Exercise input:
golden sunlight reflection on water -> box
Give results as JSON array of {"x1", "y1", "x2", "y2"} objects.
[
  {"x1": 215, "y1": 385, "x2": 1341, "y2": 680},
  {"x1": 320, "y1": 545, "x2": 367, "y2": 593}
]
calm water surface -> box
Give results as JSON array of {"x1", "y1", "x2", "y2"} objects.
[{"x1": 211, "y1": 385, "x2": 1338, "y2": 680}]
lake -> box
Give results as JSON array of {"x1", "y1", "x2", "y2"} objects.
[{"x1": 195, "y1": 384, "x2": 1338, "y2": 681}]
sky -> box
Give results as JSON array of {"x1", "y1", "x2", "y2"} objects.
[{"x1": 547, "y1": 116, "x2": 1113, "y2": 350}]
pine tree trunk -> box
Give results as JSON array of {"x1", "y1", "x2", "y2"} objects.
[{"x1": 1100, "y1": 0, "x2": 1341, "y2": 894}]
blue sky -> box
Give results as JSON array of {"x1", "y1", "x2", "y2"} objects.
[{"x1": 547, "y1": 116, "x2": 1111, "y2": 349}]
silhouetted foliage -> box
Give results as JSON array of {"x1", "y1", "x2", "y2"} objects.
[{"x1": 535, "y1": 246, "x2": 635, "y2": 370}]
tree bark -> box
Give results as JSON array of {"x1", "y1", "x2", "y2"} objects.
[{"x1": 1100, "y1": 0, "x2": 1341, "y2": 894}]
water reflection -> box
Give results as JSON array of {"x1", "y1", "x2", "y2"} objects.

Exercise:
Pull out every line of the records that contains the string "water", matching case exactly.

Solution to this task:
golden sunlight reflection on water -> box
calm water surface -> box
water reflection -> box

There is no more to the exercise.